● Source passage
________________

Re: Salut/avahi/meshview issues

2008-01-30 Thread Ivan Krstić
On Jan 30, 2008, at 5:12 PM, Michail Bletsas wrote:
 For completely serverless environments, what we have is invaluable.  
 The
 fact that it doesn't scale to large numbers of nodes doesn't make it
 useless.

I'm similarly confused about people's insistence on a rigid dichotomy  
between the approaches. I never regarded our mesh work to be aimed at  
replacing proper infrastructure -- its goal was to provide a viable  
(if degraded) transport when proper infrastructure was prohibitively  
expensive or otherwise not an option. We always knew that this  
approach carried scaling limits, and that's _fine_. As Michail says,  
this by no means makes the system useless.

________________

● Collected material

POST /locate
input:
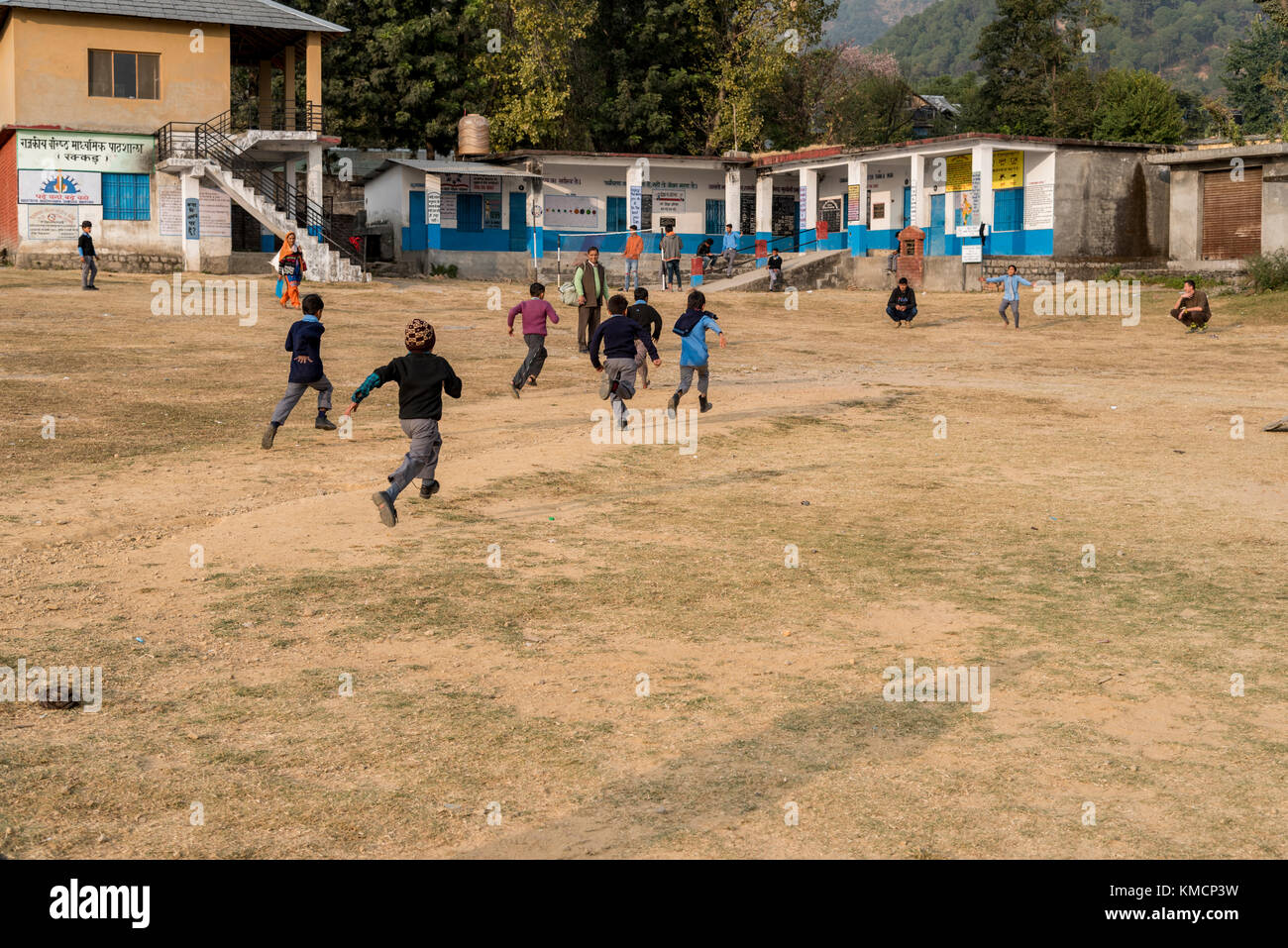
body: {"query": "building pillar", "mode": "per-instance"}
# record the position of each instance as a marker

________________

● Your instructions
Continue the mailing-list reply about mesh networking and proper infrastructure, picking up after its final sentence.

● Answer
 We have serious problems making Avahi and even the Jabber server do  
 their
 thing with small numbers of nodes

These two are very different. Avahi is hitting design and network  
limits. With Jabber, the problem is our ugly shared roster hack which  
makes the system do something it's not designed to; this is not an  
issue intrinsic to Jabber.

--
Ivan Krstić [EMAIL PROTECTED] | http://radian.org

___
Devel mailing list
Devel@lists.laptop.org
http://lists.laptop.org/listinfo/devel


Re: Salut/avahi/meshview issues

2008-01-30 Thread Michail Bletsas
Sjoerd Simons [EMAIL PROTECTED] wrote on 01/30/2008 10:46:33 AM:


 
 I did some research into mesh routing protocols before starting the 
salut muc
 work. From the research papers i've seen, proper multicast routing seems
 entirely viable. Traffic and memory overhead depend on the exact 
tradeoffs you
 make and the protocols used. So i see no reason why this can't be done 
on
 olpc's mesh network.

Given ample time, resources, many good programmers and a Turing machine, 
everything is possible.
We have something more than a Turing machine, but we are having serious 
shortages on the other fronts.
The distance from research papers to actual implementation is a great one.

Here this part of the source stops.